GIVEN DATA
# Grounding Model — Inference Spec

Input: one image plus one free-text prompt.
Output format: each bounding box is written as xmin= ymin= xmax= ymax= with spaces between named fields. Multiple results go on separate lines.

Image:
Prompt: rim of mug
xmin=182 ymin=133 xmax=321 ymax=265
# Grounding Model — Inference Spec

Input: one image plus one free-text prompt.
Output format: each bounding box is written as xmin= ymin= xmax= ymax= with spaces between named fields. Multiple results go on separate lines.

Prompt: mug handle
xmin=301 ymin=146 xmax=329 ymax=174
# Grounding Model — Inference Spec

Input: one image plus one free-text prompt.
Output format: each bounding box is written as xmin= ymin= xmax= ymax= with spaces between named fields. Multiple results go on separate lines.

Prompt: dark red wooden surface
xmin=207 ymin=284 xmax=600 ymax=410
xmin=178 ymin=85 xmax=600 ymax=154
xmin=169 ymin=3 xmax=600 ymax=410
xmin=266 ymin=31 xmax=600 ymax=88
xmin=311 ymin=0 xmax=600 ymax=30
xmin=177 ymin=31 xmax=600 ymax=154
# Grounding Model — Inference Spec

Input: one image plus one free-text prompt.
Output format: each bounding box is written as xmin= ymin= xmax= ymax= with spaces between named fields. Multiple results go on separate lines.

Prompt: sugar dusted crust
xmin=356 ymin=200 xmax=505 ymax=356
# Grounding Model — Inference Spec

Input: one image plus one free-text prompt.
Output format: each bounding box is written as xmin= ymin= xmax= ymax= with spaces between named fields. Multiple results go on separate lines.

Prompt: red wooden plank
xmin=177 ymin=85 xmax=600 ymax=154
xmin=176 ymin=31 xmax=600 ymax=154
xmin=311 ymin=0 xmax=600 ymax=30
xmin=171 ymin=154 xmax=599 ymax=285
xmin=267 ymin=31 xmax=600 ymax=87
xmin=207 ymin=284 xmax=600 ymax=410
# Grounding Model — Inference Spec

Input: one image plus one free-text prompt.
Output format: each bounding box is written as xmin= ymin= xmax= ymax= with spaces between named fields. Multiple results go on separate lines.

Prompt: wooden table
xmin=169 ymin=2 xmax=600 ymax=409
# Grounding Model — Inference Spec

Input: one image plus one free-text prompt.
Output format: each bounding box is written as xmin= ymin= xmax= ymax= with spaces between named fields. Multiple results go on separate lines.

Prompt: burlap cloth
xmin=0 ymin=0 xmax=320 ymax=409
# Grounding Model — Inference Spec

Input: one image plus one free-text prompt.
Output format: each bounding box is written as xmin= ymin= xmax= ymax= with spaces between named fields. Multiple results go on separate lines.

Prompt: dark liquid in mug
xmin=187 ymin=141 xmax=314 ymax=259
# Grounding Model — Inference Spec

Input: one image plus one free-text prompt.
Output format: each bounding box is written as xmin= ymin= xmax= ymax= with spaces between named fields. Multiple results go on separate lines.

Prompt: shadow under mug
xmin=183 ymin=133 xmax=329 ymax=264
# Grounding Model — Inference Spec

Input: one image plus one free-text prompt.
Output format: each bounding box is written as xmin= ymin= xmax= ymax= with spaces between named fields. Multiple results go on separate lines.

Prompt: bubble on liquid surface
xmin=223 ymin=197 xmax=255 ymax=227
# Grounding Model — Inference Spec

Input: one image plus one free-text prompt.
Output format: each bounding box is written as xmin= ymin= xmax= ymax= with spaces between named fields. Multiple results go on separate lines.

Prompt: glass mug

WHAT TO WORK ON
Retype the entries precisely as they stand.

SOLUTION TO THE PROBLEM
# Grounding Model — Inference Spec

Input: one image plus one free-text prompt.
Output format: each bounding box is written as xmin= ymin= xmax= ymax= with spaces between named fields. Multiple results go on separate lines.

Image:
Prompt: rim of mug
xmin=182 ymin=133 xmax=321 ymax=265
# Grounding Model — Inference Spec

Input: one image plus one free-text prompt.
Output format: each bounding box is written as xmin= ymin= xmax= ymax= with spaces between named fields. Multiple results go on separate lines.

Prompt: mug handle
xmin=301 ymin=146 xmax=329 ymax=174
# Grounding Model — Inference Spec

Input: one image plus one free-text prompt.
Output format: each bounding box is written as xmin= ymin= xmax= ymax= with spaces between named fields. Multiple results go on separate lines.

Prompt: dark red wooden surface
xmin=207 ymin=284 xmax=600 ymax=410
xmin=178 ymin=85 xmax=600 ymax=154
xmin=169 ymin=3 xmax=600 ymax=410
xmin=266 ymin=31 xmax=600 ymax=88
xmin=311 ymin=0 xmax=600 ymax=30
xmin=177 ymin=31 xmax=600 ymax=154
# Grounding Model — Inference Spec

Input: one image plus one free-text prompt.
Output format: each bounding box is written as xmin= ymin= xmax= ymax= with spaces between named fields. Multiple results go on separate lines.

Prompt: sugar dusted crust
xmin=356 ymin=200 xmax=505 ymax=356
# Grounding Model — Inference Spec

Input: one image plus one free-text prompt.
Output format: each bounding box is written as xmin= ymin= xmax= ymax= with spaces between named fields. Multiple results go on separate lines.

Prompt: red wooden plank
xmin=177 ymin=85 xmax=600 ymax=154
xmin=176 ymin=31 xmax=600 ymax=154
xmin=311 ymin=0 xmax=600 ymax=30
xmin=171 ymin=154 xmax=599 ymax=285
xmin=267 ymin=31 xmax=600 ymax=87
xmin=207 ymin=284 xmax=600 ymax=410
# Grounding Model — Inference Spec

Input: one image plus one free-text prompt.
Output format: each bounding box is written as xmin= ymin= xmax= ymax= with spaces between named fields. Multiple results go on separate lines.

Prompt: wooden table
xmin=169 ymin=2 xmax=600 ymax=409
# Grounding Model — Inference Spec

Input: one image plus one free-text prompt.
Output format: each bounding box is written as xmin= ymin= xmax= ymax= with spaces between named fields. Multiple results go on separate lines.

Prompt: burlap cloth
xmin=0 ymin=0 xmax=320 ymax=409
# Grounding Model — Inference Spec

Input: one image plus one free-text prompt.
Output format: each bounding box is written as xmin= ymin= xmax= ymax= with spaces between named fields. Multiple results go on separate lines.

Prompt: dark liquid in mug
xmin=187 ymin=141 xmax=314 ymax=259
# Grounding Model — Inference Spec

Input: one image plus one free-text prompt.
Output format: each bounding box is written as xmin= ymin= xmax= ymax= with spaces between named fields. Multiple results go on separate lines.

Prompt: shadow under mug
xmin=183 ymin=133 xmax=329 ymax=264
# Grounding Model — Inference Spec

Input: one image plus one free-text prompt.
Output format: each bounding box is written as xmin= ymin= xmax= ymax= with spaces between named fields. Multiple results go on separate lines.

Prompt: bubble on liquid surface
xmin=223 ymin=197 xmax=255 ymax=227
# Grounding Model — Inference Spec

Input: one image plus one free-text prompt.
Output format: each bounding box is written as xmin= ymin= xmax= ymax= with spaces between named fields. Multiple results go on separate lines.

Prompt: glass mug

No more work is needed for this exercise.